In the parlance of the once and forever MTV set, civil libertarians just had one of the “Best Weeks Ever”. Here is the ACLU’s Catherine Crump weighing in on the surprising results of President Obama’s Review Board:
Friday, the president’s expressed willingness to consider ending the NSA’s collection of phone records, saying, “The question we’re going to have to ask is, can we accomplish the same goals that this program is intended to accomplish in ways that give the public more confidence that in fact the NSA is doing what it’s supposed to be doing?”
With this comment and the panel’s report coming on the heels of Monday’s remarkable federal court ruling that the bulk collection of telephone records is likely unconstitutional, this has been the best week in a long time for Americans’ privacy rights.
That “federal court ruling” is, of course, that of Judge Richard Leon handed down a mere five days ago on Monday. Catherine is right, it has been a hell of a good week.

★ ★ ★ ★ ★ ★ ★

**WORK INSTRUCTIONS**
[1] For the passage about the NSA phone records, decide whether each statement agrees with it: (a) the federal court ruling came on a Monday, (b) the ruling found bulk collection of telephone records definitely unconstitutional, (c) Catherine Crump is with the ACLU. Answer yes or no for each and quote the deciding words from the passage.
[2] List every person named in the passage about the NSA phone records.
[3] Carry on the passage about the NSA phone records from its last sentence.

**SOURCE MATERIAL**
★ ★ ★ ★ ★ ★ ★

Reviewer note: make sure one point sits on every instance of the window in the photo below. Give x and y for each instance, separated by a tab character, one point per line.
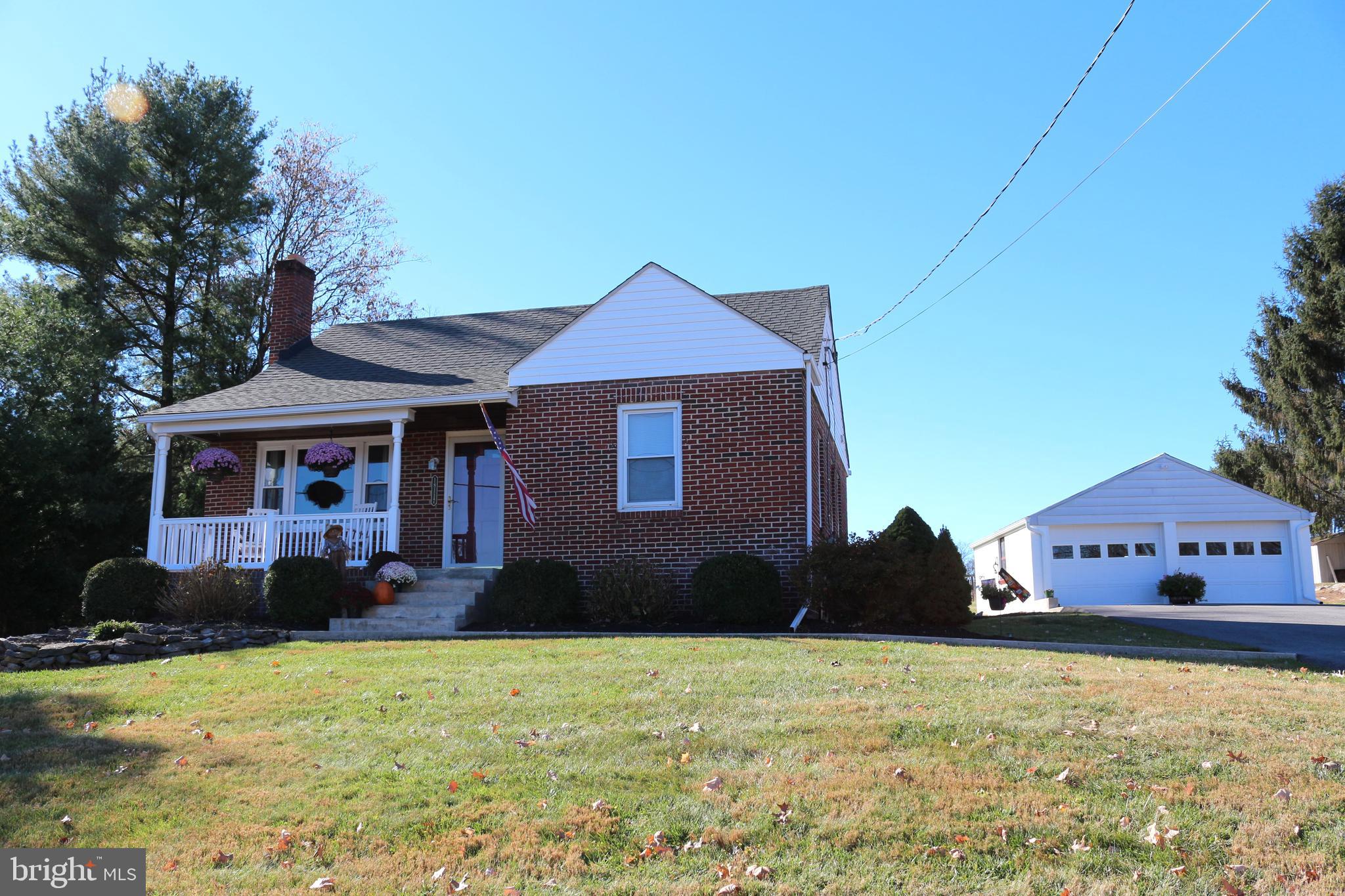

★ ★ ★ ★ ★ ★ ★

**THE RESPONSES**
[1]
(a) Yes: "handed down a mere five days ago on Monday."
(b) No: "the bulk collection of telephone records is likely unconstitutional."
(c) Yes: "the ACLU’s Catherine Crump."

[2] Catherine Crump, President Obama, Judge Richard Leon

[3]
But lest we grow too enamored of our still vaporous success, keep in mind Judge Leon’s decision, as right on the merits as it may be, and is, is still a rather adventurous and activist decision for a District level judge, and will almost certainly be pared back to some extent on appeal, even if some substantive parts of it are upheld. We shall see.
But the other cold water thrown came from Obama himself when he gave a slippery and disingenuous press conference Friday. Here is the New York Times this morning capturing spot on the worthless lip service Barack Obama gave surveillance reform yesterday:
By the time President Obama gave his news conference on Friday, there was really only one course to take on surveillance policy from an ethical, moral, constitutional and even political point of view. And that was to embrace the recommendations of his handpicked panel on government spying — and bills pending in Congress — to end the obvious excesses. He could have started by suspending the constitutionally questionable (and evidently pointless) collection of data on every phone call and email that Americans make.
He did not do any of that.
He kept returning to the idea that he might be willing to do more, but only to reassure the public “in light of the disclosures that have taken place.”
In other words, he never intended to make the changes that his panel, many lawmakers and others, including this page, have advocated to correct the flaws in the government’s surveillance policy had they not been revealed by Edward Snowden’s leaks.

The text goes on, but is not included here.